Almost every aspect of my life is filled with some sort of white noise. I've began to notice this because Asher is so simple. His emotional responses to everything is so binary. Confusion, fear, joy, anger--all of these emotions and expressions are pure. When he swings, he smiles and laughs without hesitation. When he cries, he cries hysterically. And he stops when he wants to stop without embarrassment.
Even now, I can't write without constantly criticizing my style, my motives, or the need to actually write about this topic. I mean does the world really need more words about this particular topic?
I don't want to live vicariously through my son. But I do want to re-experience his simplistic view of the world. I want to enjoy something without constantly dissecting the "why" of the experience. My best friend and I constantly analyze the "why" of everything. We can argue for an hour over why one cereal is better than another, or we can talk about how important the concept of "the milk absorption rate" is to a cereal in general. I like talking about this kind of stuff. It bothers me when someone can't explain why they like or dislike something. But my whole life seems to revolve around the "why" of a certain situation. I mean this whole post is me analyzing my experience with my son.

----

◆ Tasks ◆
1. Using the post about Asher, decide whether each statement agrees with it: (a) Asher stops crying only once he feels embarrassed. (b) The writer wants to live vicariously through Asher. (c) The writer and a best friend can argue for an hour about cereal. Answer yes or no for each, and quote the words of the post that settle it.
2. Quote the post about Asher from "Almost every aspect" to "this particular topic?", inclusive.
3. In the post about Asher, why has the writer started to notice the white noise that fills so much of life? Explain in one to three sentences.

----

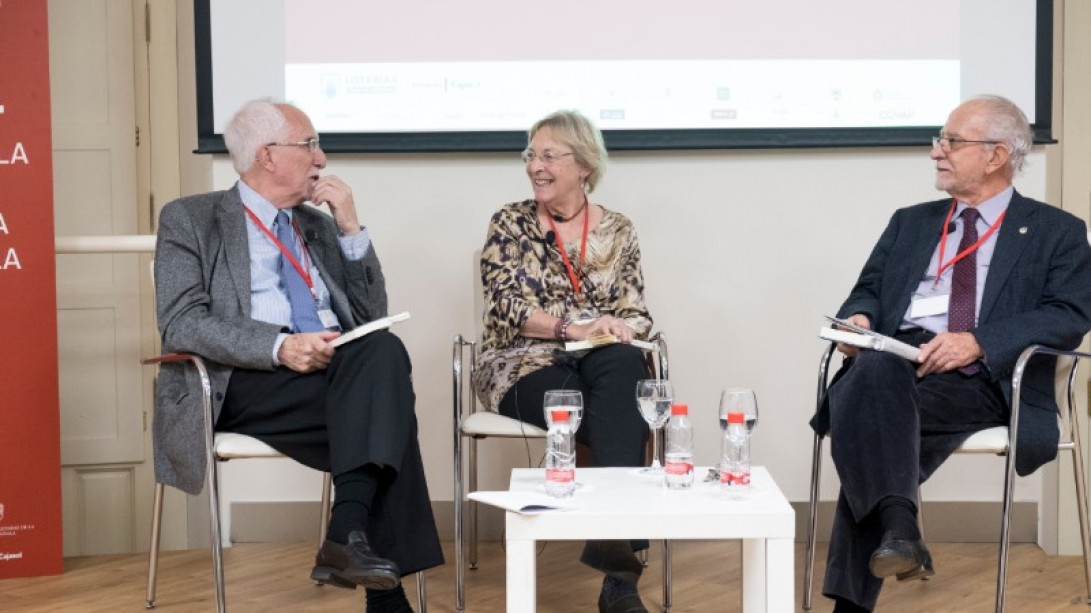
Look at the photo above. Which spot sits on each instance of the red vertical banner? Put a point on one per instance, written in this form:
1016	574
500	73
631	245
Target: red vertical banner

----

◆ Solution list ◆
1.
(a) No: "And he stops when he wants to stop without embarrassment."
(b) No: "I don't want to live vicariously through my son."
(c) Yes: "We can argue for an hour over why one cereal is better than another"

2.
Almost every aspect of my life is filled with some sort of white noise. I've began to notice this because Asher is so simple. His emotional responses to everything is so binary. Confusion, fear, joy, anger--all of these emotions and expressions are pure. When he swings, he smiles and laughs without hesitation. When he cries, he cries hysterically. And he stops when he wants to stop without embarrassment.
Even now, I can't write without constantly criticizing my style, my motives, or the need to actually write about this topic. I mean does the world really need more words about this particular topic?

3. The writer has noticed it because Asher is so simple. His emotional responses are binary, and his emotions are pure: he laughs without hesitation, cries hysterically, and stops when he wants to without embarrassment.